## YOUR GOAL
Write out the records again exactly and exclude the pictures.

## PROVIDED DATA
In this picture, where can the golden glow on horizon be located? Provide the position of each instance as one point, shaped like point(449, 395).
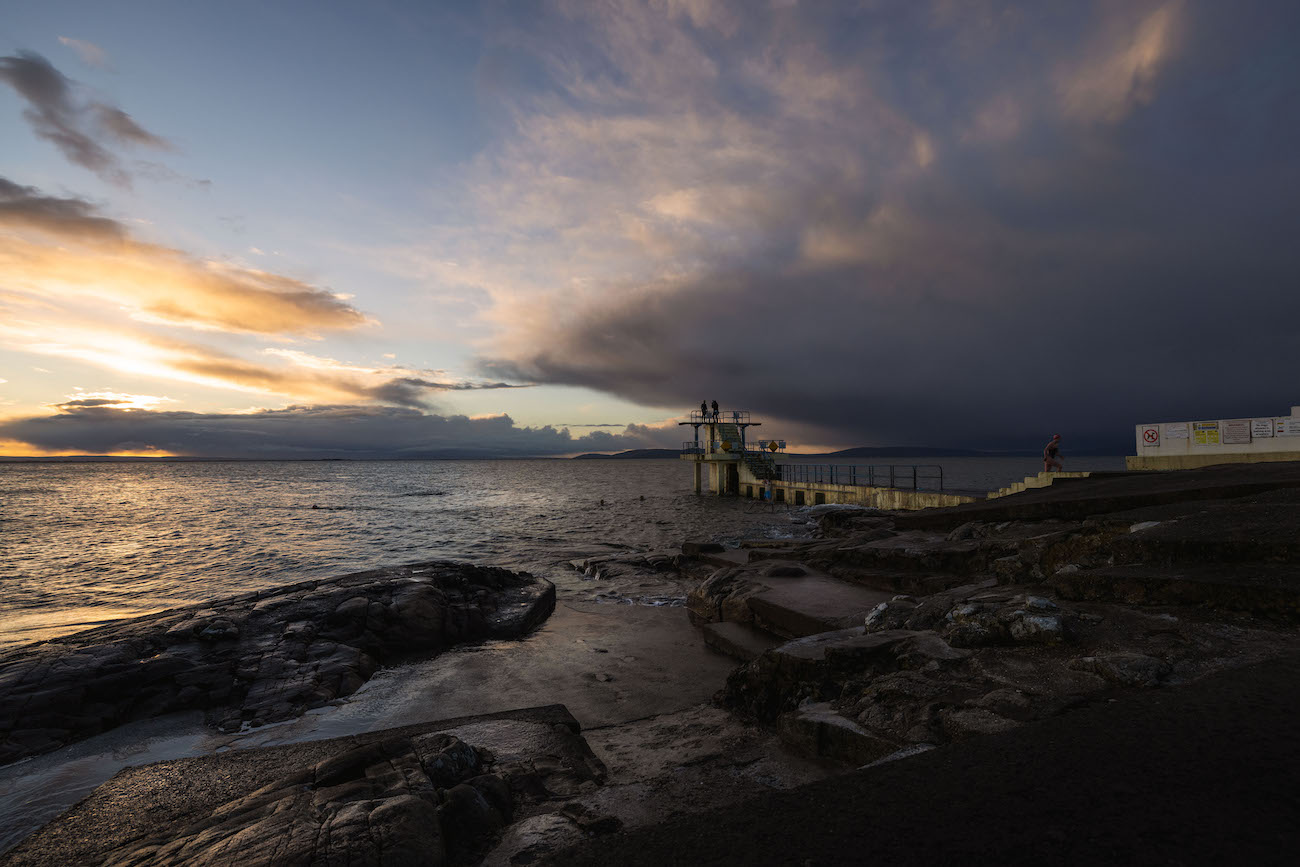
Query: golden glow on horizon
point(17, 449)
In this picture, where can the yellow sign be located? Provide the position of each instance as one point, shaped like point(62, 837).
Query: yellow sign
point(1205, 433)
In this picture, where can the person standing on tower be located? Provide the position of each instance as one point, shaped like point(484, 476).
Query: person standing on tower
point(1052, 455)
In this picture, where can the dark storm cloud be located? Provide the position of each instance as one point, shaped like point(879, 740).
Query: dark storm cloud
point(412, 391)
point(24, 206)
point(1067, 219)
point(310, 432)
point(76, 128)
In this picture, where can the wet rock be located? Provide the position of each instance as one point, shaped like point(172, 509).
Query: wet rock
point(256, 658)
point(1125, 670)
point(889, 615)
point(974, 720)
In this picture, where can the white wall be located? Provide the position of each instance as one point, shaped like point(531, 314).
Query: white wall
point(1209, 436)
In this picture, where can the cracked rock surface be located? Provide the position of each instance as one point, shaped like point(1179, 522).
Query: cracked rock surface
point(256, 658)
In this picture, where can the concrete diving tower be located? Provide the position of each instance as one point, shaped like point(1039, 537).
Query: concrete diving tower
point(740, 464)
point(731, 458)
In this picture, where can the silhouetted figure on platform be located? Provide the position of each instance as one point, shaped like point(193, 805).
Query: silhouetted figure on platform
point(1052, 455)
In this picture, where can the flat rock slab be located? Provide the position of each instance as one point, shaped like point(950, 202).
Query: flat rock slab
point(423, 794)
point(739, 640)
point(813, 603)
point(1269, 589)
point(1195, 775)
point(256, 658)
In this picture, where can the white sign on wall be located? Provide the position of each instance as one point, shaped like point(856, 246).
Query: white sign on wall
point(1236, 432)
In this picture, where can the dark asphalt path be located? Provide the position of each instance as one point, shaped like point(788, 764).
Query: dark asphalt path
point(1205, 774)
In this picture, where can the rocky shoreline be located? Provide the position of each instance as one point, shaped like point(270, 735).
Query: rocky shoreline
point(884, 638)
point(256, 658)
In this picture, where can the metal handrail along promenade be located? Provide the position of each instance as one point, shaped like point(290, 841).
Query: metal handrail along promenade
point(870, 475)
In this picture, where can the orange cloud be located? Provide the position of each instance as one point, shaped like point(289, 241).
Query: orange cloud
point(52, 247)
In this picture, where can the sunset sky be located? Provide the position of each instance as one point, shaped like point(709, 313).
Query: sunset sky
point(446, 229)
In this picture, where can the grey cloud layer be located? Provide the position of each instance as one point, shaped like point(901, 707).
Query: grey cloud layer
point(82, 130)
point(308, 432)
point(967, 224)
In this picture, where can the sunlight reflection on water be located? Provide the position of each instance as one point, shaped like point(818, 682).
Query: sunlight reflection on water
point(85, 543)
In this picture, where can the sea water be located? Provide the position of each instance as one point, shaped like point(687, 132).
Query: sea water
point(85, 543)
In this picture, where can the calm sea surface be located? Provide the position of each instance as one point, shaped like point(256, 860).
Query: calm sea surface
point(86, 543)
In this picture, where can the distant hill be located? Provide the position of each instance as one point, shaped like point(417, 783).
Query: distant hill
point(635, 454)
point(902, 451)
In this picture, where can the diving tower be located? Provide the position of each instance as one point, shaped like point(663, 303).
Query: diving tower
point(728, 460)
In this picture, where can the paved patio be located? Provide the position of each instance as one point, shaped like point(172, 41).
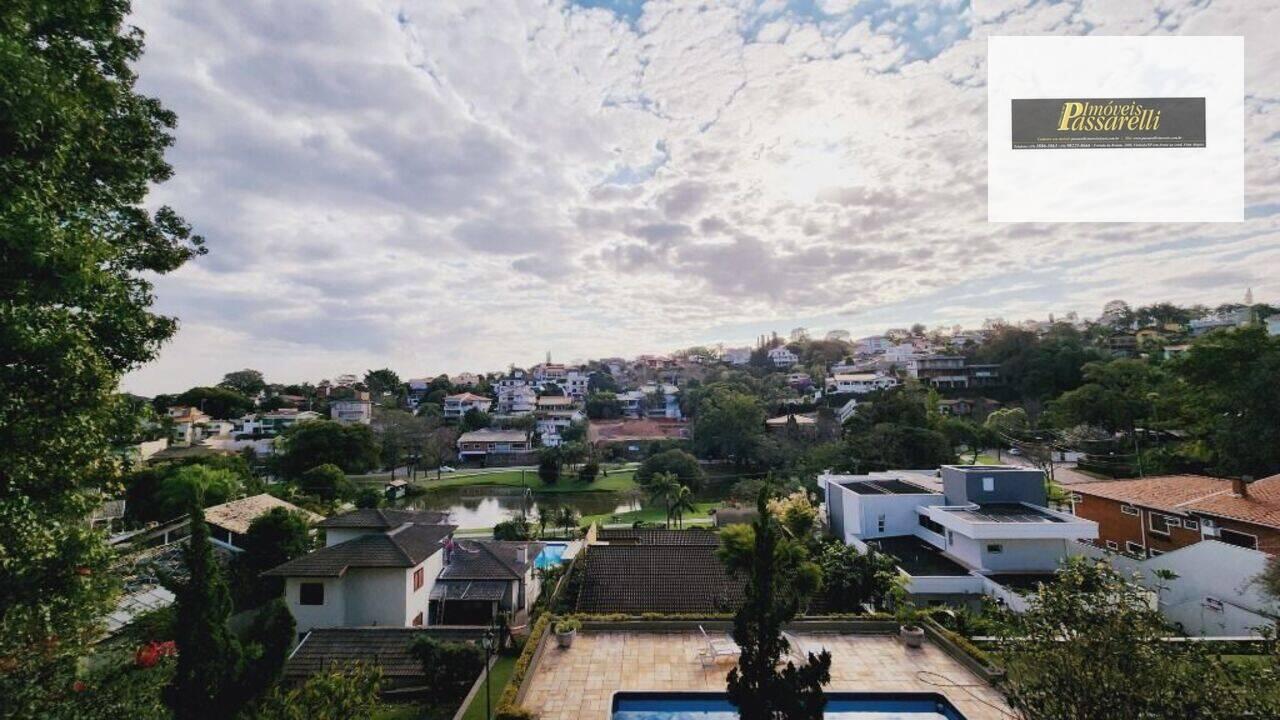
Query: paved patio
point(579, 683)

## RESPONSE BOX
In this picture, where can the golden glow on horizon be located? Provide the position of each instance as one point, shaped like point(449, 395).
Query: golden glow on horizon
point(17, 449)
In this picture, where can the yellow sign be located? Provide the position of each instance as one point, shaped like point(62, 837).
Query: yellow sign
point(1205, 433)
In this picture, where can the person standing on tower be located? Provide the position of each instance as one point, shaped like point(484, 476).
Query: person standing on tower
point(1052, 455)
In this picture, where can the dark storm cloud be located? Provide the position of each instance as one point, shaped like point(879, 740).
Query: dark storm cloud
point(412, 391)
point(24, 206)
point(1067, 219)
point(310, 432)
point(76, 128)
In this picture, where can the wet rock be located? Provide the position of each instance as one point, shaped like point(172, 509).
Query: wet rock
point(256, 658)
point(1125, 670)
point(889, 615)
point(974, 720)
In this picture, where can the white wall be located? Provide the position of each instance as one point, shaped like point(531, 314).
Query: white wall
point(1209, 436)
In this picture, where can the cracked rock surface be located? Provide the position of each instance as one point, shaped like point(1179, 522).
Query: cracked rock surface
point(256, 658)
In this picture, where can the concrete diving tower be located? Provide the position of each instance as one point, shaped like point(1039, 537).
Query: concrete diving tower
point(740, 464)
point(731, 458)
In this picture, where can the silhouetted figure on platform be located? Provide the position of each instance as one point, shaped like point(193, 805).
Query: silhouetted figure on platform
point(1052, 455)
In this picture, where can the flat rock slab be located? Provide the position of each instance as one point, shaped like point(950, 202).
Query: flat rock slab
point(423, 794)
point(739, 640)
point(813, 603)
point(1269, 589)
point(1195, 775)
point(256, 658)
In this picture, where can the white sign on wall be located? Provide the position of each instance as one point, shaped like point(856, 246).
Query: white sign on wall
point(1236, 432)
In this picture, where can the dark asphalt path be located? Provide the position of each instance as one point, shaped like point(788, 764).
Query: dark asphalt path
point(1205, 774)
In this picture, where can the rocky shoreline be located? Provide the position of each instance as one point, shaped like point(270, 735).
Query: rocky shoreline
point(884, 638)
point(256, 658)
In this picture, where can the metal handrail along promenade be located? Provide the position of each instance as one point, shaped like point(290, 841).
Query: metal handrail along promenade
point(870, 475)
In this picture, where can the orange cloud be located? Provide the position of each instance as one point, shaped like point(289, 241).
Query: orange cloud
point(52, 247)
In this picture, where can the sunset sky be located? Provide the position of each instance as one point, shaped like point(709, 313).
Query: sunset sky
point(446, 229)
In this picture, where can the grey cloud layer be located? Provide the position of each instance as one point, shaped like point(901, 707).
Query: grey cloud layer
point(82, 130)
point(308, 432)
point(967, 224)
In this picture, where can the sunlight reflection on water be located? Provide the position of each instance as one point, shaped like point(818, 682).
Query: sunlight reflection on water
point(85, 543)
In this picture, where can the sea water be located? Provide the position of each instance as one point, shaped like point(687, 132).
Query: sea water
point(85, 543)
In this picture, where can the calm sea surface be located? Provide the position of each instance as one point, shaped like point(256, 860).
Query: calm sea surface
point(86, 543)
In this picture, where can the distant hill be located? Provide the position of each instance as one point, shaped like point(417, 783).
Query: distant hill
point(635, 454)
point(902, 451)
In this picture, where can the diving tower be located? Provide the position of each instance as one point, shaped like point(663, 303).
Query: diving tower
point(728, 460)
In this picture, where can the paved patio be located? Provide the position of each instance as one point, shaped like point(172, 41).
Query: paved patio
point(579, 683)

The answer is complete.